Segment Start: TEXT UNDER STUDY

Question

blastn_vdb "- Error opening the following db(s): "

0

Entering edit mode

7.8 years ago

musta1234 ▴ 30

Background:

I used blastn_vdb, part of the sra toolkit, to blast a set of genomes on the ncbi wgs database following the instructions provided at: ftp://ftp.ncbi.nlm.nih.gov/blast/WGS_TOOLS/README_BLASTWGS.txt I attempted running blastn_vdb using a nucleotide fasta query (4 sequences, ~1kb each) on all gammaproteobacteria WGS sequences (24,507 wgs genomes). blastn_vdb downloaded 24040 genomes (XXX00N.cache) and 439 other XXX00N files without .cache extension before exiting with the following error messages. I have more than enough available disk space for wgs and blast output folders.

Commands:

taxid2wgs.pl -title "Gammaprot" -alias_file Gammaprot 1236
blastn_vdb -query ../queries/queries.fna -db Gammaprot -outfmt '6 std qlen slen' -out Gammaprot_v_queries.txt

Error message:

NCBI C++ Exception:
T0 "/export/home/tomcat/TeamCity/Agent3/work/9b0ff710cbae2b8c/blastn/c++/src/internal/blast/vdb/vdb2blast_util.cpp", line 266: Error: ncbi::CVDBBlastUtil::x_MakeSRASeqSrc() - Error opening the following db(s): MPCP01

This error is reported for 100s of wgs IDs and I checked a few of these wgs IDs and found intact sequences on ncbi web interface.

Segment End: TEXT UNDER STUDY

According to the blastn_vdb post, how many genomes with a .cache extension did blastn_vdb download before it exited with errors? The items that follow come from a separate source and are unrelated to the blastn_vdb post.

Segment Start: RAW DATA

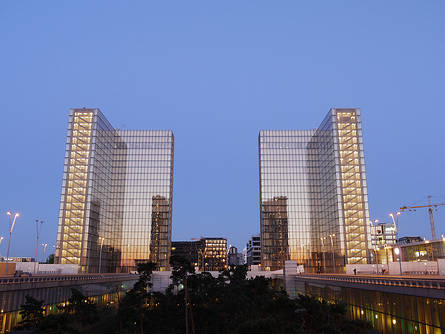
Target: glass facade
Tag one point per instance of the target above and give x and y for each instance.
(116, 196)
(313, 194)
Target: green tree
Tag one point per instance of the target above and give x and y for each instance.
(31, 312)
(134, 305)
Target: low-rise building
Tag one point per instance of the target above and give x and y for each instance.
(208, 254)
(234, 258)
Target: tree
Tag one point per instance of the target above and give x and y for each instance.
(31, 312)
(81, 307)
(132, 309)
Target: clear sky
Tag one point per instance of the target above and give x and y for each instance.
(216, 72)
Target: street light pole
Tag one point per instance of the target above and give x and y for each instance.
(37, 244)
(396, 224)
(11, 228)
(44, 250)
(324, 254)
(398, 251)
(1, 239)
(100, 254)
(332, 247)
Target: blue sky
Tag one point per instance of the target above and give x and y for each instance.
(216, 73)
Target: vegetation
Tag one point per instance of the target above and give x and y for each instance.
(199, 304)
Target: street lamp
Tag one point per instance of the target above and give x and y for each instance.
(396, 224)
(100, 254)
(1, 239)
(375, 242)
(44, 250)
(332, 247)
(324, 253)
(11, 228)
(37, 243)
(398, 252)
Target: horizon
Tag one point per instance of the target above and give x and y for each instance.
(216, 75)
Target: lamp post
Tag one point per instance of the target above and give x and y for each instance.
(100, 254)
(398, 252)
(1, 239)
(11, 228)
(396, 224)
(324, 254)
(44, 250)
(332, 247)
(37, 243)
(374, 234)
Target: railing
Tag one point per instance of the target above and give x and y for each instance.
(431, 283)
(59, 278)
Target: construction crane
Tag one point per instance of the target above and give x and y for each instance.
(430, 211)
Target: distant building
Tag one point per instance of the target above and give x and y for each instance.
(409, 240)
(190, 250)
(215, 254)
(234, 258)
(18, 259)
(423, 251)
(383, 234)
(254, 251)
(208, 254)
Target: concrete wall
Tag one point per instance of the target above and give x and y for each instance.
(441, 266)
(11, 268)
(366, 268)
(43, 268)
(414, 268)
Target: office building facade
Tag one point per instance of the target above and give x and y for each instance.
(253, 251)
(313, 195)
(383, 234)
(116, 201)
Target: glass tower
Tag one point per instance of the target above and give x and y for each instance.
(116, 202)
(313, 195)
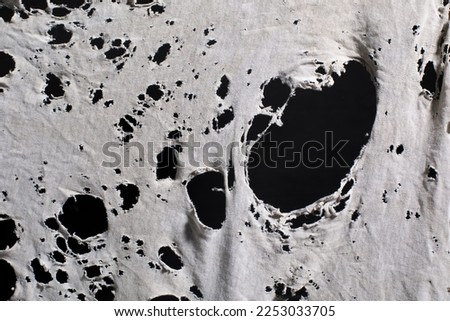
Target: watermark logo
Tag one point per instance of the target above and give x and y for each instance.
(326, 152)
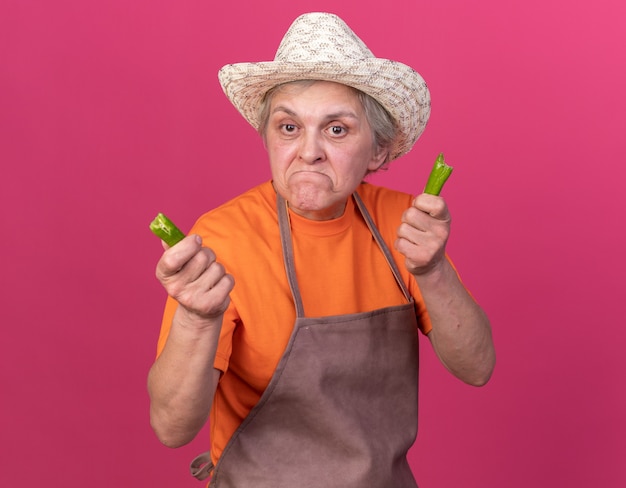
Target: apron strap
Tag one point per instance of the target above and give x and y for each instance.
(381, 243)
(202, 466)
(285, 238)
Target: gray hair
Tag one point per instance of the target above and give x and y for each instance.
(384, 128)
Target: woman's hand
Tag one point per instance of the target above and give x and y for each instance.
(423, 234)
(192, 276)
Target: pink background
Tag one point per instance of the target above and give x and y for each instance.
(111, 111)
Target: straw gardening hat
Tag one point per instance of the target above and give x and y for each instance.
(320, 46)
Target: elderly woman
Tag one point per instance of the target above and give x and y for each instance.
(293, 312)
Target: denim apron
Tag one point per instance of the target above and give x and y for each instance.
(341, 407)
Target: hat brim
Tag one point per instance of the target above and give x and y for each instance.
(396, 86)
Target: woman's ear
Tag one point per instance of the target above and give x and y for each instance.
(379, 158)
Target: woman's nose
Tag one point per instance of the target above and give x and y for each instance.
(311, 148)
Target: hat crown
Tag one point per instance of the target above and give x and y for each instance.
(321, 37)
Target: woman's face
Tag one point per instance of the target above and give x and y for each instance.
(320, 147)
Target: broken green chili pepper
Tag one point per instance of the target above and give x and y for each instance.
(438, 176)
(164, 228)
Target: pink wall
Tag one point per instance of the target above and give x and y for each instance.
(111, 111)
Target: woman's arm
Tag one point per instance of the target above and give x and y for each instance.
(461, 333)
(182, 381)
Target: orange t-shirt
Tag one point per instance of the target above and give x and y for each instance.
(340, 270)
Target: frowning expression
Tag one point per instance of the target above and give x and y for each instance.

Segment End: RAW DATA

RESULT BELOW:
24,040 genomes.